## What this task involves
Extract every line of the records below and reproduce each one verbatim, with no alteration.
___ Dataset records
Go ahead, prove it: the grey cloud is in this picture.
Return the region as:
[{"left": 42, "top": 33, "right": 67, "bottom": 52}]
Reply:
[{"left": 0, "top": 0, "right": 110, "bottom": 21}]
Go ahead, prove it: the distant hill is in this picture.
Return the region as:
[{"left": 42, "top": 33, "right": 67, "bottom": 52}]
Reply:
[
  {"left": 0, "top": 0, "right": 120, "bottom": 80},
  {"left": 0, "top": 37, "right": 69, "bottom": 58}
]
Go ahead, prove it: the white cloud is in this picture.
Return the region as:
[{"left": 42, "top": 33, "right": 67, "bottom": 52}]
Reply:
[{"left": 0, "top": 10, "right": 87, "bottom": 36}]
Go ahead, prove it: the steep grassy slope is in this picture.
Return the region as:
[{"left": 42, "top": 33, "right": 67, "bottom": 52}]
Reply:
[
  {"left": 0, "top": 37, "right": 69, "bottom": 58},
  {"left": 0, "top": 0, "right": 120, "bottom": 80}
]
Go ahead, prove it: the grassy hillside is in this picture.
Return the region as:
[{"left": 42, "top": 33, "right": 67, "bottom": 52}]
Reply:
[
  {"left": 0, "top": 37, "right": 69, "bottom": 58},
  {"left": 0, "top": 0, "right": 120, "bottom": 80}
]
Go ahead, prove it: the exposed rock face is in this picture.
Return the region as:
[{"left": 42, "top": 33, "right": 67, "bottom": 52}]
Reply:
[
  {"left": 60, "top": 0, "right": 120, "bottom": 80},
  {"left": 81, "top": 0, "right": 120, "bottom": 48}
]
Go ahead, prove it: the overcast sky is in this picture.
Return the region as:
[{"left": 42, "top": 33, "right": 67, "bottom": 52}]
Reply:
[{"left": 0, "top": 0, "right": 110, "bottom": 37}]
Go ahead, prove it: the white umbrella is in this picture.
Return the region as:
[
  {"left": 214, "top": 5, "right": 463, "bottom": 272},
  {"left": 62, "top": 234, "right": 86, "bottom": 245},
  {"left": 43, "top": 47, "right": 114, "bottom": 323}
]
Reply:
______
## Worked answer
Go ahead, prove it: the grey cloud is in this picture.
Return the region as:
[{"left": 42, "top": 33, "right": 67, "bottom": 52}]
Reply:
[{"left": 0, "top": 0, "right": 110, "bottom": 21}]
Go ahead, prove it: the distant hill is in this picture.
Return the region as:
[{"left": 42, "top": 33, "right": 67, "bottom": 52}]
Reply:
[
  {"left": 0, "top": 0, "right": 120, "bottom": 80},
  {"left": 0, "top": 37, "right": 69, "bottom": 58}
]
Go ahead, prove it: the white cloud is in this picture.
Return the region as:
[{"left": 42, "top": 33, "right": 67, "bottom": 52}]
Reply:
[{"left": 0, "top": 10, "right": 87, "bottom": 36}]
Go ahead, prove it: the steep grassy slope is in this picture.
Return the region as:
[{"left": 42, "top": 33, "right": 67, "bottom": 52}]
Reply:
[
  {"left": 0, "top": 37, "right": 69, "bottom": 58},
  {"left": 0, "top": 0, "right": 120, "bottom": 80}
]
Go ahead, prove it: the grassy hillside is in this picture.
Return the region as:
[{"left": 42, "top": 33, "right": 67, "bottom": 52}]
Reply:
[
  {"left": 0, "top": 37, "right": 69, "bottom": 58},
  {"left": 0, "top": 0, "right": 120, "bottom": 80}
]
Go ahead, prove it: the exposed rock face is in this picture.
Return the region as:
[{"left": 42, "top": 33, "right": 67, "bottom": 52}]
Reply:
[
  {"left": 60, "top": 0, "right": 120, "bottom": 80},
  {"left": 81, "top": 0, "right": 120, "bottom": 48}
]
Go ahead, prove it: the overcast sky is in this picture.
Return the region as:
[{"left": 42, "top": 33, "right": 67, "bottom": 52}]
Reply:
[{"left": 0, "top": 0, "right": 110, "bottom": 37}]
Go ahead, prove it: the white umbrella is in this picture.
Return the region as:
[
  {"left": 214, "top": 5, "right": 463, "bottom": 272},
  {"left": 62, "top": 234, "right": 86, "bottom": 245},
  {"left": 43, "top": 47, "right": 114, "bottom": 323}
]
Reply:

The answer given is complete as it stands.